— Job —
Retype every one of the following rows without changing any character.

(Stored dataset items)
++++++
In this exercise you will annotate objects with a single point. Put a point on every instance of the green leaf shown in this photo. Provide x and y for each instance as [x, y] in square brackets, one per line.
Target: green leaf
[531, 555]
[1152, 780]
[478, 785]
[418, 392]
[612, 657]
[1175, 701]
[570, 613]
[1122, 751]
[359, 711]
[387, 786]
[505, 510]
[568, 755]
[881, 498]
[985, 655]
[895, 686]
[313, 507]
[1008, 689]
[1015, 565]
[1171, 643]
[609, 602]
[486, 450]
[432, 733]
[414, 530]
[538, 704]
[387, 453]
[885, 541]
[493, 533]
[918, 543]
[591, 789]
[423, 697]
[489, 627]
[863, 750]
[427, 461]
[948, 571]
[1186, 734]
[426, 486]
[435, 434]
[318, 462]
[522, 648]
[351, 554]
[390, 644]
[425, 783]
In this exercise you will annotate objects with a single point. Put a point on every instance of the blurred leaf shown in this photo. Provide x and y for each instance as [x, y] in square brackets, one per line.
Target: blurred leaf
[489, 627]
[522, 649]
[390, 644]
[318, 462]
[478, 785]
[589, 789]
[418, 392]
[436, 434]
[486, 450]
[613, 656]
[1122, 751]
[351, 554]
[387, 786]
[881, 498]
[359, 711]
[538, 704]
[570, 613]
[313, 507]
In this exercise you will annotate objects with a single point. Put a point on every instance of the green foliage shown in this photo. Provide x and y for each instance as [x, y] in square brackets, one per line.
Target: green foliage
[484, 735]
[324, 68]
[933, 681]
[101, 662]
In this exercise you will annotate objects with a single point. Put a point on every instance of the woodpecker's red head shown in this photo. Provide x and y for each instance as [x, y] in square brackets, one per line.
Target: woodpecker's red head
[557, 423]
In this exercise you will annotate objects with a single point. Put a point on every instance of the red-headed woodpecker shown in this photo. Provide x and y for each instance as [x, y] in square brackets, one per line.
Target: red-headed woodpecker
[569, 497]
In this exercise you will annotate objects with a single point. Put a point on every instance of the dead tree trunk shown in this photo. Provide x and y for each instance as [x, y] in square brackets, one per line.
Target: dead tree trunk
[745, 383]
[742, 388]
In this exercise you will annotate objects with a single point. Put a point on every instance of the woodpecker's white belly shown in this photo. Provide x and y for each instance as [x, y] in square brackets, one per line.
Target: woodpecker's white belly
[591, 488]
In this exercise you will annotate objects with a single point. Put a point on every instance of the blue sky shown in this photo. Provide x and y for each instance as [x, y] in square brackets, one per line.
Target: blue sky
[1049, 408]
++++++
— Written reply —
In this exercise you will annotate objects with a single point. Put a point on every instance of the green leaf shown in this photo. Provide x and y for each instance as [x, y] in square brackets, one per line.
Target: green leaf
[531, 555]
[1152, 780]
[478, 785]
[418, 392]
[612, 657]
[1175, 701]
[570, 613]
[1122, 751]
[359, 711]
[387, 786]
[505, 510]
[568, 755]
[881, 498]
[985, 655]
[895, 686]
[313, 507]
[1008, 689]
[1015, 565]
[1171, 643]
[609, 602]
[486, 450]
[432, 733]
[414, 530]
[538, 704]
[387, 453]
[885, 541]
[493, 533]
[918, 543]
[591, 789]
[423, 697]
[489, 627]
[863, 750]
[427, 461]
[948, 571]
[1186, 734]
[426, 486]
[435, 434]
[318, 462]
[522, 648]
[351, 554]
[390, 644]
[425, 783]
In this exercise you will annotate objects with a single point. Put a point on every instance of the blurred leaf shown in this photo. Provide x and y for each instance as [x, y] in square brackets, one per line.
Target: blurred leaf
[489, 627]
[522, 649]
[390, 644]
[318, 462]
[478, 785]
[589, 789]
[418, 392]
[436, 434]
[486, 450]
[613, 656]
[1122, 751]
[351, 554]
[387, 786]
[881, 498]
[359, 711]
[538, 704]
[570, 613]
[313, 507]
In this exercise you will annotate objects with a single point. Put a point on every instance of the green foliage shown in this photo. Provide x and y for each instance as [x, y] in square brackets, one per line.
Target: green foliage
[484, 735]
[324, 68]
[933, 681]
[101, 662]
In this exercise you will annotate objects with a single point. Put a point on every instance of the woodpecker's red head shown in this photo. Provide x and y for each instance as [x, y] in square brackets, one per line.
Target: woodpecker's red head
[557, 423]
In this exercise you will annotate objects with a single point. Put a point on every instance of the red-headed woodpecker shown in this photo. Provide x and y for each instance as [x, y] in square brackets, one per line.
Target: red-headed woodpecker
[569, 497]
In this exercise you will annotate objects with a single point. Put a point on every instance of the dead tree trunk shown in this photo. Provide x and y for each instance as [x, y] in square brackets, one per line.
Target: dead tree trunk
[745, 383]
[742, 388]
In this exercise you will annotate objects with a single point. Put a point on every instance of the woodpecker's white belly shown in this photo. Provide x and y for each instance as [x, y] in square brackets, one per line.
Target: woodpecker's white belly
[591, 488]
In this exercise you will annotate objects with a single point. Put a point on every instance of the blue sky shown in this photo. Provide x and y for each instance as [x, y] in square brackets, one per line.
Target: blue sky
[1049, 408]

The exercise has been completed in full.